(Written task 1):
In the entries, format the stretch from the line containing "One point belongs to each instance of the green tulip" through the line containing "[[726, 46]]" as a JSON list of strings, with one string per line and blank lines omitted. Leave the pictures out.

(Extract):
[start]

# Does anyone have a International Scout 80 in Oregon/Washington?



## wolfpawtimber (Dec 23, 2006)

Interested in starting a project this winter, and was wondering if anyone had a Scout 80 in Oregon or Washington that they would be willing to sell? Looking for something under $1500. Have a nice Christmas!


----------



## antigrassguy (Dec 24, 2006)

Ive got a D44 rear end out of one that might get you started.


----------



## wolfpawtimber (Dec 24, 2006)

I'll consider your offer, could you email me some more info at [email protected]


----------



## chowdozer (Dec 31, 2006)

http://seattle.craigslist.org/see/car/255625447.html


----------



## Lou (Dec 31, 2006)

Had a 79 or 80 Traveler (stretched Scout II) the last year they were made. Had an in-line 6 cylinder Nissan diesel warranted 100K miles. I sold it in NM when I got orders to Germany.


----------



## J.Walker (Jan 10, 2007)

[end]

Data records
[start]

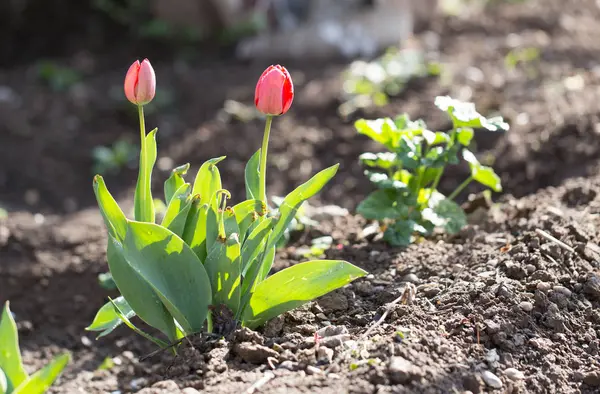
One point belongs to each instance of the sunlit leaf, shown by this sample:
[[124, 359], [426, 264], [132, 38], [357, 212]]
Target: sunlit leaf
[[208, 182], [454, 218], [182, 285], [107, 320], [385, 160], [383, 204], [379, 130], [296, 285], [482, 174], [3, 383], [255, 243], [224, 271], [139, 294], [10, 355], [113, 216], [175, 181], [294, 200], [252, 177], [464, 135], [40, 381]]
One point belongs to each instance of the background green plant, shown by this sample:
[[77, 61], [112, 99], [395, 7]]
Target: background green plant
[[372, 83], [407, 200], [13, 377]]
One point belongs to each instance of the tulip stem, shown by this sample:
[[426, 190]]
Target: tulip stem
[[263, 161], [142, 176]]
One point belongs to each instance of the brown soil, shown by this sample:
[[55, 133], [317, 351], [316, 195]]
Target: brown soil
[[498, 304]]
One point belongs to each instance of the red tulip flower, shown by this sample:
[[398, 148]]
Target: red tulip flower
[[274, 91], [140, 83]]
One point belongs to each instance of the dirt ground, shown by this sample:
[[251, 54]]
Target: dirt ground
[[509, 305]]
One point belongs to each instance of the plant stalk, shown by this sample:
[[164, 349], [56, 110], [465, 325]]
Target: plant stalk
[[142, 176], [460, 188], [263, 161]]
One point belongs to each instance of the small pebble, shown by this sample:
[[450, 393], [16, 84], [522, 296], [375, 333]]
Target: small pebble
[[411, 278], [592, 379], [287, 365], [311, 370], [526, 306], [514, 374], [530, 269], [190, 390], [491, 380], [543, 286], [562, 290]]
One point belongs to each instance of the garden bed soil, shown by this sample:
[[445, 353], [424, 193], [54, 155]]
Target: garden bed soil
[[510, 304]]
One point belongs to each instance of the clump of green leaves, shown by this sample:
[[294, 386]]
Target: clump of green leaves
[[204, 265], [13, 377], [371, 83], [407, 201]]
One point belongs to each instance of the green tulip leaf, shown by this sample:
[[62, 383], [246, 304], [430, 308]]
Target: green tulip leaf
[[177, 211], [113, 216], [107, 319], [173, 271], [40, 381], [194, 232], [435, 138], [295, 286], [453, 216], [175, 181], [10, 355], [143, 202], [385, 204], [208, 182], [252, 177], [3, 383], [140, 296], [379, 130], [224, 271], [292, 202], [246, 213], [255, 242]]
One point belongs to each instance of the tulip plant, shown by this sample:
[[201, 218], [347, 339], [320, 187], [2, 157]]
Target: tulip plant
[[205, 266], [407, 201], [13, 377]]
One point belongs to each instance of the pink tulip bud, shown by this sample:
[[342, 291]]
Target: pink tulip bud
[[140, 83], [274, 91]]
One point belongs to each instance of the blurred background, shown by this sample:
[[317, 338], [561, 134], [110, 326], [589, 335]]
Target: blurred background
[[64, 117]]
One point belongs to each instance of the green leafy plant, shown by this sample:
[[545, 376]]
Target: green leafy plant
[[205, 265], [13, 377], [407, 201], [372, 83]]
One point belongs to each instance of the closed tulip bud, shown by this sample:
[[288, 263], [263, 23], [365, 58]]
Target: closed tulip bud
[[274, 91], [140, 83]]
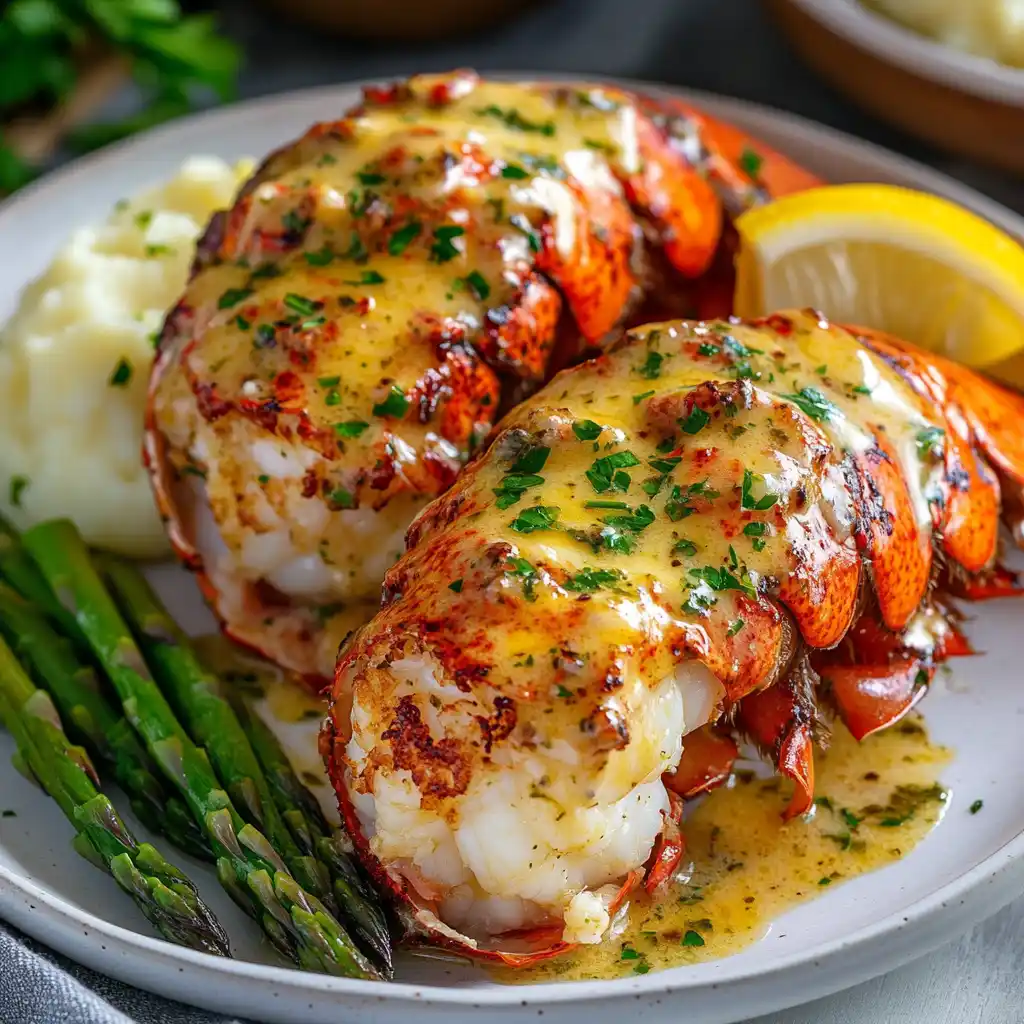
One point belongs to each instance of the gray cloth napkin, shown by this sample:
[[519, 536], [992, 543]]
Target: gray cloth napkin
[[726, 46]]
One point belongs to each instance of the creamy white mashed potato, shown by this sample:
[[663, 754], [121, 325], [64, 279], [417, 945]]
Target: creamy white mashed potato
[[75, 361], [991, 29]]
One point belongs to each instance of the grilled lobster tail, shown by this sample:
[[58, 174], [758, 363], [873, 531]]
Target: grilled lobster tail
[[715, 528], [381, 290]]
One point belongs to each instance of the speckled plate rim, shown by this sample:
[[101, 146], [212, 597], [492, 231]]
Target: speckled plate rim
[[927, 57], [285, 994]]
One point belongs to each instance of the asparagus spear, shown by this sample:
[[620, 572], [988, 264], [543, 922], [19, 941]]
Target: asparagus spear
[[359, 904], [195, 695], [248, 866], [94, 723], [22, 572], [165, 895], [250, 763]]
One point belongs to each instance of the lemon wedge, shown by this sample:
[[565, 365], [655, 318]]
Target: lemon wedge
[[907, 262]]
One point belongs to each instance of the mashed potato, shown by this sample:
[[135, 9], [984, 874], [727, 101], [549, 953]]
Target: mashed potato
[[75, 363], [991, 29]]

[end]
[start]

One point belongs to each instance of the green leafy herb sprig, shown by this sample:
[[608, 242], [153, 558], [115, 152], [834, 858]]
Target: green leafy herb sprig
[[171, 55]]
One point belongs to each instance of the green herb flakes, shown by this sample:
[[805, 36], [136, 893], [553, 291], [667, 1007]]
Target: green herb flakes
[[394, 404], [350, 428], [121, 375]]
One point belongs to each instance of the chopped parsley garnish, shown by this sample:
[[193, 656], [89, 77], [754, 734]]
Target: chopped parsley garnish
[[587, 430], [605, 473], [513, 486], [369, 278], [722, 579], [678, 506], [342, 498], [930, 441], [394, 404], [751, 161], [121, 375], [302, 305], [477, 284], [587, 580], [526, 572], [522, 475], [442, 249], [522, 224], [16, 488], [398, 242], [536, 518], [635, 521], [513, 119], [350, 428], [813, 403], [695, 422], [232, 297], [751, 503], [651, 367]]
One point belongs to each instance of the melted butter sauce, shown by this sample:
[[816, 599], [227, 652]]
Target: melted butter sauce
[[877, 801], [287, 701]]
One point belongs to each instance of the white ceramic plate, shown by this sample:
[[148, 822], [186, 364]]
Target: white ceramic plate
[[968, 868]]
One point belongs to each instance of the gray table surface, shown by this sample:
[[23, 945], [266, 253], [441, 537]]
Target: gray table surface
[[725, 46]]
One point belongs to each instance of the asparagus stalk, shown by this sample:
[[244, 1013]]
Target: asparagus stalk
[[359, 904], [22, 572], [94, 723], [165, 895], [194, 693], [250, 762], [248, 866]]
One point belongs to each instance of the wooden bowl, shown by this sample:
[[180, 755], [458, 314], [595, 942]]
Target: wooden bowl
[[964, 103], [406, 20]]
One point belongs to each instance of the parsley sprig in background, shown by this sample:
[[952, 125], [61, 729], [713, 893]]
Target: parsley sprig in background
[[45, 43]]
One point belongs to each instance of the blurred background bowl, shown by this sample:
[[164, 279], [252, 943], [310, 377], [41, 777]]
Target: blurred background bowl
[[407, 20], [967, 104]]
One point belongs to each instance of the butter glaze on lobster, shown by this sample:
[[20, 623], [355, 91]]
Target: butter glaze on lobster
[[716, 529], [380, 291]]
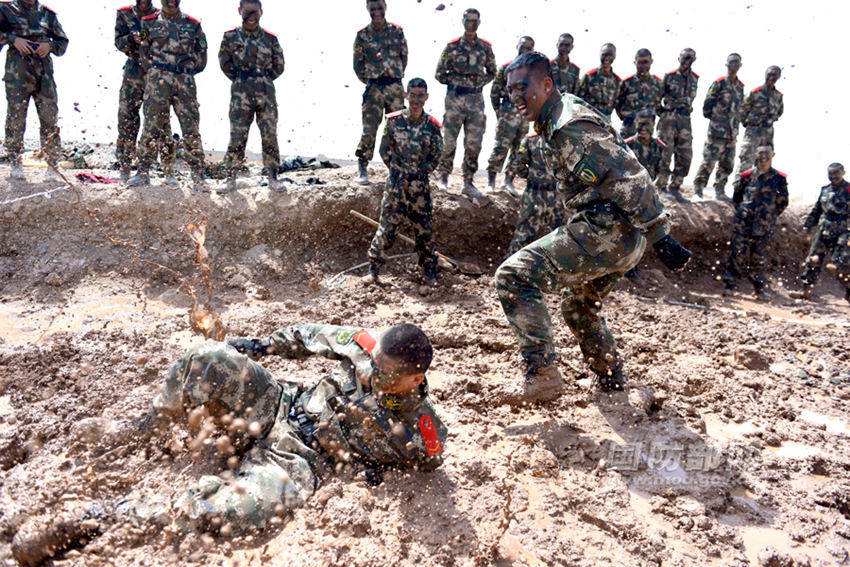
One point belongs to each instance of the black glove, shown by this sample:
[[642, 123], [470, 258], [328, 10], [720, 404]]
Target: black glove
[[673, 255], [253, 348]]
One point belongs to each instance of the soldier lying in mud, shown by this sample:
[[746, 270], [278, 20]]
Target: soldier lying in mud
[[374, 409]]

[end]
[start]

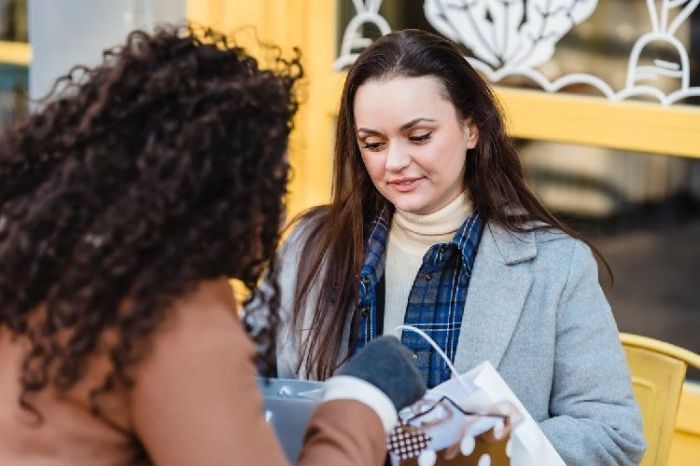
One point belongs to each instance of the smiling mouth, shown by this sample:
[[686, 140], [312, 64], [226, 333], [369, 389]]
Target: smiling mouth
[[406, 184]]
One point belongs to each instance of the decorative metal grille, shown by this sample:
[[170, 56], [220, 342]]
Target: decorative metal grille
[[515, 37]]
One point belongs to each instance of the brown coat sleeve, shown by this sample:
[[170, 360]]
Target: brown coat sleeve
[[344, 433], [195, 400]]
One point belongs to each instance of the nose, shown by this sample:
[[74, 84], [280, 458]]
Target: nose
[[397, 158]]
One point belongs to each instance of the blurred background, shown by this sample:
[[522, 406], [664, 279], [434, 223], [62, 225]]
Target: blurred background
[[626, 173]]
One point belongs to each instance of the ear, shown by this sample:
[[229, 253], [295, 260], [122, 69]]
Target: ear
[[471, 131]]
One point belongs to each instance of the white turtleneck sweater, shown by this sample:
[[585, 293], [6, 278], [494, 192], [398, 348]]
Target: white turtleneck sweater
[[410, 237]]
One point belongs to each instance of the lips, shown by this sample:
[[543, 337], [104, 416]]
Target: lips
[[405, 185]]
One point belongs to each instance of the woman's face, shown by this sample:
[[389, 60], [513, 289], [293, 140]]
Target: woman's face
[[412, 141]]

[end]

(Written task 2):
Quote the stretch of the forum thread from "## Lou (Dec" through "orders to Germany.".

(Task answer 1):
[
  "One point belongs to each instance of the green tulip leaf, shown by this sample:",
  "[[62, 383], [246, 304], [430, 308]]",
  "Target: green tulip leaf",
  "[[177, 211], [113, 216], [107, 319], [173, 271], [40, 381], [194, 232], [435, 138], [295, 286], [453, 216], [175, 181], [10, 355], [143, 202], [385, 204], [208, 182], [252, 177], [3, 383], [140, 296], [379, 130], [224, 271], [292, 202], [246, 213], [255, 242]]",
  "One point belongs to each instance of the tulip plant, shown by this sample:",
  "[[201, 218], [347, 339], [320, 187], [2, 157]]",
  "Target: tulip plant",
  "[[205, 266], [407, 201], [13, 377]]",
  "One point belongs to each instance of the pink tulip bud, shown by this sample:",
  "[[342, 291]]",
  "Target: pink tulip bud",
  "[[140, 83], [274, 91]]",
  "One point belongs to each instance of the blurred background, shown by this sample:",
  "[[317, 338], [561, 134], [110, 326], [589, 335]]",
  "Target: blurred background",
  "[[64, 117]]",
  "One point belongs to each instance of the green leafy plant, shown by this sample:",
  "[[545, 376]]",
  "Target: green leafy plant",
  "[[205, 265], [13, 377], [407, 201], [372, 83]]",
  "One point belongs to each instance of the closed tulip bud, shown by this sample:",
  "[[288, 263], [263, 23], [365, 58]]",
  "Target: closed tulip bud",
  "[[274, 91], [140, 83]]",
  "One point belongs to each instance of the gray cloth napkin, shown by this sample:",
  "[[519, 536], [992, 543]]",
  "Target: gray cloth napkin",
  "[[726, 46]]"
]

(Task answer 2):
## Lou (Dec 31, 2006)

Had a 79 or 80 Traveler (stretched Scout II) the last year they were made. Had an in-line 6 cylinder Nissan diesel warranted 100K miles. I sold it in NM when I got orders to Germany.